== STATED GOAL ==
Reproduce each of the following entries word for word, keeping every line as it appears.

== INPUT ==
<<<<

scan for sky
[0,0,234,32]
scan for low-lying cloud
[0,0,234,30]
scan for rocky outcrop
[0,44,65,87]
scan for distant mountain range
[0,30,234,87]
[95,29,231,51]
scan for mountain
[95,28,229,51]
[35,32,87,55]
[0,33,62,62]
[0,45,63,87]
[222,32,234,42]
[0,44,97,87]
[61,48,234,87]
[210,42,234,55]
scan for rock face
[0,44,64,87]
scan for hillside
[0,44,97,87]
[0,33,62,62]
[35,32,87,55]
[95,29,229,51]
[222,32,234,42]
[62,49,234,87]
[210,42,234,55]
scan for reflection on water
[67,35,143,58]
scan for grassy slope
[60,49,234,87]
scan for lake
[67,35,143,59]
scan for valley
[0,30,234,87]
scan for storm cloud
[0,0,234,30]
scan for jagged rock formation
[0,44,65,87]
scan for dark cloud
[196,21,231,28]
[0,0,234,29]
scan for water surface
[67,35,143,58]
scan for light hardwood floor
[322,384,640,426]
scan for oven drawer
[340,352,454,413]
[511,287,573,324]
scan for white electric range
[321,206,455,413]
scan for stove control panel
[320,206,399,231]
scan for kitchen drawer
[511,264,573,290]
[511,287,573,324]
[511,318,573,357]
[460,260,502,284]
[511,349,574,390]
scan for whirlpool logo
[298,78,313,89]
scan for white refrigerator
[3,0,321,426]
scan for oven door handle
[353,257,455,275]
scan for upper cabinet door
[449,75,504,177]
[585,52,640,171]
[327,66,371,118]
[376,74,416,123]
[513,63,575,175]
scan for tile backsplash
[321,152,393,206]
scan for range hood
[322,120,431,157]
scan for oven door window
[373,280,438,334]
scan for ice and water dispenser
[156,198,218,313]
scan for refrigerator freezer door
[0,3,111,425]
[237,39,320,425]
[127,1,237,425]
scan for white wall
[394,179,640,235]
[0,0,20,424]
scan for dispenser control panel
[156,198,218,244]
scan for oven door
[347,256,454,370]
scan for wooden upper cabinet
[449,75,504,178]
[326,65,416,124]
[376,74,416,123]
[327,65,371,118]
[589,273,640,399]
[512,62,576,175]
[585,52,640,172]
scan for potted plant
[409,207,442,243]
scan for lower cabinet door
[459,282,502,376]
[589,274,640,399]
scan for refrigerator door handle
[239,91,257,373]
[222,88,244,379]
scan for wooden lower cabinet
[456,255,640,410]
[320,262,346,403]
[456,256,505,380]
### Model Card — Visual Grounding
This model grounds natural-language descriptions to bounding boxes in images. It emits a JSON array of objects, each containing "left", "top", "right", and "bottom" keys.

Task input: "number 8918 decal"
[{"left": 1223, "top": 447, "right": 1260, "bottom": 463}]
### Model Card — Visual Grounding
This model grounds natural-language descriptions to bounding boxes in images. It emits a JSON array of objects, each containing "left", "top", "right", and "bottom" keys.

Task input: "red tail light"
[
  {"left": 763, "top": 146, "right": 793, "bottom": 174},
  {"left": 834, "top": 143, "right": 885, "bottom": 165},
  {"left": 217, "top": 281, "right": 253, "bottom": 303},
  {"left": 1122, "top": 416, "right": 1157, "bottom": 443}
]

>>>>

== PROBLEM SOLUTION ==
scan for sky
[0,0,234,32]
scan for low-lying cloud
[0,0,234,30]
scan for rocky outcrop
[0,44,65,87]
scan for distant mountain range
[0,30,234,87]
[95,29,231,51]
scan for mountain
[95,28,229,51]
[35,32,87,55]
[0,33,62,62]
[0,45,63,87]
[222,32,234,42]
[0,44,97,87]
[61,48,234,87]
[210,42,234,55]
scan for rock face
[0,44,64,87]
scan for hillside
[0,44,97,87]
[0,33,62,62]
[35,32,87,55]
[95,29,229,51]
[222,32,234,42]
[62,49,234,87]
[210,42,234,55]
scan for reflection on water
[67,35,143,58]
scan for grassy slope
[60,49,234,87]
scan for lake
[67,35,143,59]
scan for valley
[0,30,234,87]
scan for storm cloud
[0,0,234,30]
scan for jagged rock formation
[0,44,65,87]
scan for dark cloud
[196,21,231,28]
[0,0,234,29]
scan for water surface
[67,35,143,58]
scan for light hardwood floor
[322,384,640,426]
scan for oven drawer
[340,352,454,413]
[511,287,573,324]
scan for white electric range
[321,206,455,413]
scan for stove control panel
[320,206,399,231]
scan for kitchen drawer
[511,264,573,290]
[511,287,573,324]
[511,318,573,357]
[460,260,502,284]
[511,349,574,390]
scan for whirlpool logo
[298,78,313,89]
scan for white refrigerator
[3,0,321,426]
scan for oven door handle
[353,257,455,275]
scan for upper cabinet door
[449,75,504,177]
[585,52,640,171]
[327,66,371,118]
[376,74,416,123]
[513,63,575,175]
scan for tile backsplash
[321,152,393,206]
scan for range hood
[322,120,431,157]
scan for oven door window
[373,280,438,334]
scan for ice and water dispenser
[156,198,218,313]
scan for refrigerator freezer door
[0,3,111,425]
[237,39,320,425]
[127,1,237,425]
scan for white wall
[394,179,640,235]
[0,0,20,424]
scan for dispenser control panel
[156,198,218,244]
scan for oven door
[347,256,454,370]
scan for wooden upper cabinet
[449,75,504,178]
[326,65,416,124]
[376,74,416,123]
[327,65,371,118]
[589,273,640,399]
[512,62,576,175]
[585,52,640,172]
scan for potted plant
[409,207,442,243]
scan for lower cabinet door
[459,282,502,376]
[589,274,640,399]
scan for refrigerator door handle
[239,91,257,373]
[222,88,244,379]
scan for wooden lower cabinet
[456,255,640,410]
[320,262,346,403]
[456,256,505,380]
### Model Card — Visual Grounding
This model grounds natural-language descriptions to bounding boxes in images. It emits a JSON array of objects, each containing "left", "top", "right", and "bottom" keys.

Task input: "number 8918 decal"
[{"left": 1223, "top": 447, "right": 1260, "bottom": 463}]
### Model Card — Visual Grounding
This model grounds natural-language descriptions to bounding boxes in images. It emits a JSON array of objects, each containing "left", "top", "right", and "bottom" keys.

Task input: "red tail light"
[
  {"left": 763, "top": 146, "right": 793, "bottom": 174},
  {"left": 834, "top": 143, "right": 885, "bottom": 165},
  {"left": 217, "top": 281, "right": 253, "bottom": 303},
  {"left": 1122, "top": 416, "right": 1157, "bottom": 443}
]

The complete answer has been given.